__Exercise directions__. Rewrite as a numbered list the lines starting with the one containing "209L29 228L32 241L40" and continuing through the one containing "positive clicks: (32, 191)", leaving out any blank lines.

(Collected data)
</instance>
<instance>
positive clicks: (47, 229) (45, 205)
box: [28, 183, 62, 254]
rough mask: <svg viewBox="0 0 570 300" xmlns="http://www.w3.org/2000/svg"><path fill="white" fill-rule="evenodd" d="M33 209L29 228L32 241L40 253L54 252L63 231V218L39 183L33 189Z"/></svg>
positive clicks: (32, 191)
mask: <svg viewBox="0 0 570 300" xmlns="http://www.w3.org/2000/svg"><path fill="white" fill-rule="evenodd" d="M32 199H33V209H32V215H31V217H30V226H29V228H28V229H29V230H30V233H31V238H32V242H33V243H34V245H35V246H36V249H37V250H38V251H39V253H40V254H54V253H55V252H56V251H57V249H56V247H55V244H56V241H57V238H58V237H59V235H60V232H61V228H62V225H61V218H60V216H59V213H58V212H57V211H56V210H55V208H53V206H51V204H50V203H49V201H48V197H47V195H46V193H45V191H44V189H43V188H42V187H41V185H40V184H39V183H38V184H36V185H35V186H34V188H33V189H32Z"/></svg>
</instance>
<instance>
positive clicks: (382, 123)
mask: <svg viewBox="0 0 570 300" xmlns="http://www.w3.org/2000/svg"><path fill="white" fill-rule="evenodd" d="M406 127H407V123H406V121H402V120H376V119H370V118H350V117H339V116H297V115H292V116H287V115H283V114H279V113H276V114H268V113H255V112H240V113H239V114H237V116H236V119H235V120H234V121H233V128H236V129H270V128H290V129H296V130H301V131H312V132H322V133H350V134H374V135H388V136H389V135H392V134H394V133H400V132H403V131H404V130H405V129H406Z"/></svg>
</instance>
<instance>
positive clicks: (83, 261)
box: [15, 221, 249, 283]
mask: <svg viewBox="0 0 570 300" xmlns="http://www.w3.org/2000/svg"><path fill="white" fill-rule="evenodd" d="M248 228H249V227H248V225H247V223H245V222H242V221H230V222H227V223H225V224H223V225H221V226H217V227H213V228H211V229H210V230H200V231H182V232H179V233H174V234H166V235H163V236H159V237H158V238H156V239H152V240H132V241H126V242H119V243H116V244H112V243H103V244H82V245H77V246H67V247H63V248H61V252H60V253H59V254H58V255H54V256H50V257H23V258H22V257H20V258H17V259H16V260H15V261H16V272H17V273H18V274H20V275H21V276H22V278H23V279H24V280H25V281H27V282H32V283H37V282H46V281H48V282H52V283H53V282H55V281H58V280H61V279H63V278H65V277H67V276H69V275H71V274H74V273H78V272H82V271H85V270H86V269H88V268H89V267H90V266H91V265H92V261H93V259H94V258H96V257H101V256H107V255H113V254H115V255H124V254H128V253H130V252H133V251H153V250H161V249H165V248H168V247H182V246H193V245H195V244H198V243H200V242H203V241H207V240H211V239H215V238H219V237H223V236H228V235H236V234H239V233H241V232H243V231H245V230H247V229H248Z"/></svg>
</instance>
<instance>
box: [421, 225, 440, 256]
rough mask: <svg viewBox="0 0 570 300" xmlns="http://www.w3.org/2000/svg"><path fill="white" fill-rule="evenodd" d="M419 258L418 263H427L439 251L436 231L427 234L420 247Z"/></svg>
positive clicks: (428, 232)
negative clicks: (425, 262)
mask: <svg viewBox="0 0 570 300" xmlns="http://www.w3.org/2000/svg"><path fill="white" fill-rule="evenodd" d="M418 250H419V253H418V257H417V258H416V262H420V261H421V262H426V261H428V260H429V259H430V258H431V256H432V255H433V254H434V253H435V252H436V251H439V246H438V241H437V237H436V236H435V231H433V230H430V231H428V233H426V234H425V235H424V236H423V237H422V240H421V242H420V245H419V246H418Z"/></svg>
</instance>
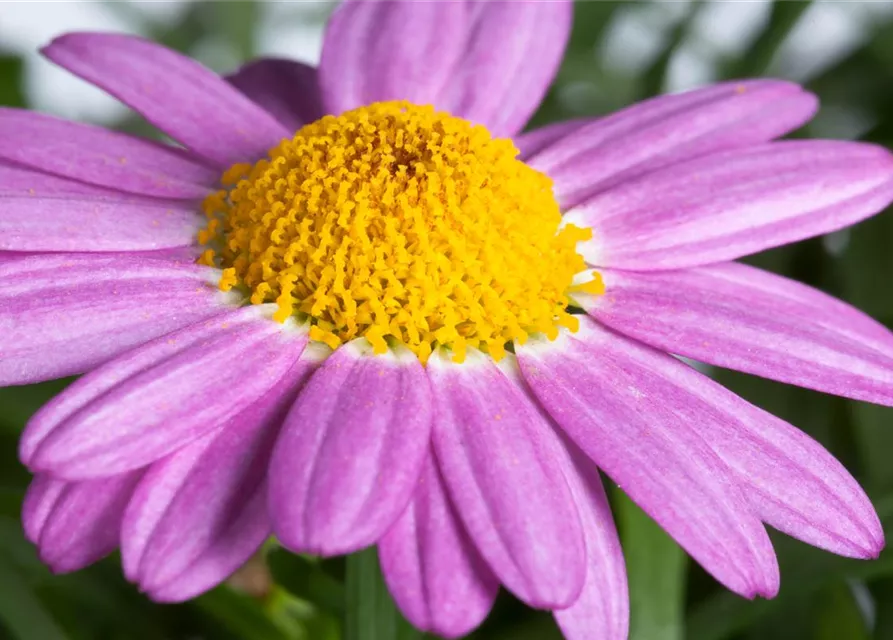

__Answer section__.
1. rough mask: <svg viewBox="0 0 570 300" xmlns="http://www.w3.org/2000/svg"><path fill="white" fill-rule="evenodd" d="M33 209L29 228L32 241L40 253L54 252L63 231V218L39 183L33 189Z"/></svg>
2. positive clicks: (32, 191)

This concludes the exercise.